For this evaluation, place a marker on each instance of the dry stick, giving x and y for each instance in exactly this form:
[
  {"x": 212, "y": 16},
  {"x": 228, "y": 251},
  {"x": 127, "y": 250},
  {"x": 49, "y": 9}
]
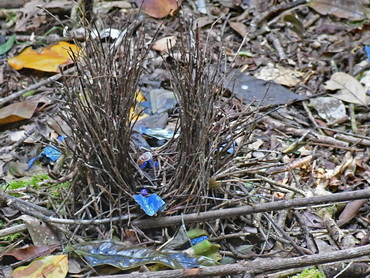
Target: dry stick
[
  {"x": 35, "y": 86},
  {"x": 313, "y": 136},
  {"x": 259, "y": 267},
  {"x": 24, "y": 207},
  {"x": 12, "y": 230},
  {"x": 278, "y": 184},
  {"x": 232, "y": 212}
]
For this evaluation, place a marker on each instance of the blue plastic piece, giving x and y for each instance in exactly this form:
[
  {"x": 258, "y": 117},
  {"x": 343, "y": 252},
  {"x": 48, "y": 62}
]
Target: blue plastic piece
[
  {"x": 149, "y": 164},
  {"x": 230, "y": 150},
  {"x": 367, "y": 50},
  {"x": 150, "y": 204},
  {"x": 198, "y": 239},
  {"x": 51, "y": 153},
  {"x": 144, "y": 192}
]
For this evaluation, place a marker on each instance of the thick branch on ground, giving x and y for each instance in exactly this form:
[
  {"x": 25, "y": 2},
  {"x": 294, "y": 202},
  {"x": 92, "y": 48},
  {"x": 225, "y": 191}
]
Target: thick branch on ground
[
  {"x": 232, "y": 212},
  {"x": 259, "y": 267}
]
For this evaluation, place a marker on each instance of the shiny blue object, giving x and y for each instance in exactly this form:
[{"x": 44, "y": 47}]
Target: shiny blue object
[
  {"x": 367, "y": 50},
  {"x": 144, "y": 192},
  {"x": 51, "y": 153},
  {"x": 150, "y": 204},
  {"x": 230, "y": 150},
  {"x": 198, "y": 239},
  {"x": 149, "y": 164}
]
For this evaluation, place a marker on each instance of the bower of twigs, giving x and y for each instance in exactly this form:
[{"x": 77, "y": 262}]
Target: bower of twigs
[{"x": 269, "y": 192}]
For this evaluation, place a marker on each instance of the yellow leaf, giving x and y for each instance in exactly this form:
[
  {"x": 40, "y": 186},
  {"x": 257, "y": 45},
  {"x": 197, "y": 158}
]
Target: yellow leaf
________________________________________
> **Stated exercise**: Reproduce each line word for word and drop the pictures.

> **Problem solution**:
For this evaluation, place a marker on each instance of the dry stick, giving x and y for each instance in exactly this form:
[
  {"x": 212, "y": 16},
  {"x": 228, "y": 251},
  {"x": 127, "y": 250},
  {"x": 49, "y": 9}
]
Target: dry stick
[
  {"x": 35, "y": 86},
  {"x": 313, "y": 136},
  {"x": 259, "y": 267},
  {"x": 24, "y": 207},
  {"x": 12, "y": 230},
  {"x": 278, "y": 184},
  {"x": 232, "y": 212}
]
For this evaluation, place a marker on each instance of the blue plastic piece, giving x and y for each instance in exactly this form:
[
  {"x": 258, "y": 117},
  {"x": 343, "y": 252},
  {"x": 48, "y": 62}
]
Target: blue plastic piece
[
  {"x": 149, "y": 164},
  {"x": 230, "y": 150},
  {"x": 367, "y": 50},
  {"x": 150, "y": 204},
  {"x": 198, "y": 239},
  {"x": 51, "y": 153},
  {"x": 144, "y": 192}
]
For this evaluation, place a marker on each instance of the thick branch on ground, giving x and y for each instance in exactly this form:
[
  {"x": 25, "y": 2},
  {"x": 294, "y": 202},
  {"x": 92, "y": 48},
  {"x": 225, "y": 191}
]
Target: thick branch on ground
[
  {"x": 232, "y": 212},
  {"x": 259, "y": 267}
]
For this evaluation, place a marker on each instance of the shiny blue object, giving x and y for each instance in exactly this form:
[{"x": 44, "y": 47}]
Target: shiny blue object
[
  {"x": 367, "y": 50},
  {"x": 144, "y": 192},
  {"x": 51, "y": 153},
  {"x": 150, "y": 204},
  {"x": 230, "y": 150},
  {"x": 198, "y": 239},
  {"x": 149, "y": 164}
]
For this evaluation, place a marker on each instance of the bower of twigs, giving x and y for each instance in exactly this form:
[{"x": 77, "y": 262}]
Target: bower of twigs
[{"x": 269, "y": 192}]
For this evaluation, place a marker on each instance of the yellow leaf, giving x and y for each instance in exactly this form:
[
  {"x": 40, "y": 186},
  {"x": 257, "y": 45},
  {"x": 197, "y": 158}
]
Target: yellow leaf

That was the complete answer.